(WHAT YOU WILL DO): Copy each of the entries below faithfully, setting aside any pictures.

[[ DATA TO EXAMINE open ]]

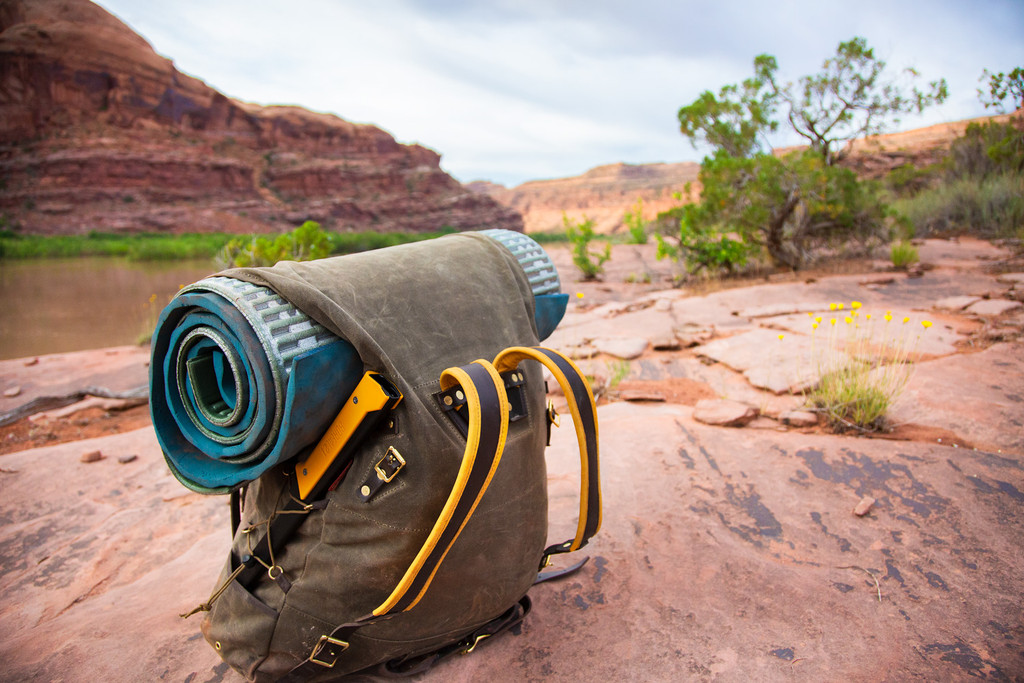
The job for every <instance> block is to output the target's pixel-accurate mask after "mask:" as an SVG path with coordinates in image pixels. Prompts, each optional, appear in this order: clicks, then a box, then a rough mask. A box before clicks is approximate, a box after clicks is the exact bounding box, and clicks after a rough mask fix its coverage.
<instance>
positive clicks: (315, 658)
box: [309, 636, 348, 669]
mask: <svg viewBox="0 0 1024 683" xmlns="http://www.w3.org/2000/svg"><path fill="white" fill-rule="evenodd" d="M328 645H335V646H336V647H337V648H341V649H337V651H336V648H335V647H328ZM347 649H348V643H346V642H345V641H344V640H338V639H337V638H332V637H331V636H321V639H319V640H318V641H316V644H315V645H313V651H312V652H310V653H309V660H310V661H312V663H313V664H315V665H319V666H321V667H327V668H328V669H334V665H336V664H337V663H338V655H339V654H341V653H342V652H344V651H345V650H347ZM324 650H327V651H328V652H327V653H328V655H329V656H331V657H333V660H332V661H325V660H324V659H317V658H316V657H317V656H318V655H319V653H321V652H323V651H324Z"/></svg>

[[ DATA TO EXAMINE closed ]]

(ANSWER TO THE PROBLEM):
The job for every <instance> block is to output the target's pixel-accurate mask after "mask:" as an SVG path with coordinates in image pixels. Prompts, each optional, appear in this order: clicks, then a box, then a rough mask. A box before clicks is approximate, a box after clicks is the exact bounding box, and clicks after a rough mask fix its coverage.
<instance>
positive clicks: (315, 658)
box: [309, 636, 348, 669]
mask: <svg viewBox="0 0 1024 683" xmlns="http://www.w3.org/2000/svg"><path fill="white" fill-rule="evenodd" d="M328 645H335V646H336V647H337V648H341V649H337V651H336V648H335V647H328ZM347 649H348V643H346V642H345V641H344V640H338V639H337V638H332V637H331V636H321V639H319V640H318V641H316V644H315V645H313V651H312V652H310V653H309V660H310V661H312V663H313V664H315V665H319V666H321V667H327V668H328V669H334V665H336V664H337V663H338V655H339V654H341V653H342V652H344V651H345V650H347ZM324 650H327V651H328V652H327V653H328V655H329V656H331V657H333V660H332V661H325V660H324V659H317V658H316V657H317V656H318V655H319V653H321V652H323V651H324Z"/></svg>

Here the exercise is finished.